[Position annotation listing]
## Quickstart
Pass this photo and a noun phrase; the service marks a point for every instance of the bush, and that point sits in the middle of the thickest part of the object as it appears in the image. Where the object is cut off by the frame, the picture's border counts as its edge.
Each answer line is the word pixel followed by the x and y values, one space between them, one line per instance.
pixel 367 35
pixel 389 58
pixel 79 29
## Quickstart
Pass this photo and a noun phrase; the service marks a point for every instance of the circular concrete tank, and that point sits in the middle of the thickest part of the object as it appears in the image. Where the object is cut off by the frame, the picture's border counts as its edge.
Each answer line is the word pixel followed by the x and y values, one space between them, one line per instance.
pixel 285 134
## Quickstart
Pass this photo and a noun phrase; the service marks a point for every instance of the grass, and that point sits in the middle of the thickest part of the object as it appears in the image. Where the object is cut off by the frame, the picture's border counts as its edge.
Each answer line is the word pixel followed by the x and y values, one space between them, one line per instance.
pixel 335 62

TASK OBJECTIVE: Pick out each line of the listing above that contains the word "Pass" and copy those lines in full.

SOLUTION TO THE EXERCISE:
Pass this photo and a noun phrase; the service marks a point for every instance of the bush, and that point sits in the middle of the thickest part of the object as it appears in the image. Where the object is cut off by the frame, the picture's border counts as its edge.
Pass this photo and a noun phrase; the service marks a point for every instance of the circular concrete tank, and that point sits in the middle of the thickest part of the object as it appears in the image. Where the object is cut off by the frame, the picture's border counts as its edge.
Pass this photo and a noun phrase; the service marks a point for every instance of the grass, and that point sits in the middle of the thickest part of the object as it appears in the image. Where the object is cut off by the frame, the picture's border counts as its edge.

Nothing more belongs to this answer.